**Exercise aim:**
Could you copy out every line of the entries below, requests included, but shift each coordinate in the answers by adding 83 to it?

**Listing:**
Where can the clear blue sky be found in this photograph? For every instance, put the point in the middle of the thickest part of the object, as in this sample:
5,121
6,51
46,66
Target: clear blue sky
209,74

**Correct answer:**
Where can the clear blue sky be found in this photograph? For every instance, put the point in the middle of the thickest part of the object, as in this sample:
5,121
6,51
46,66
Target: clear blue sky
292,157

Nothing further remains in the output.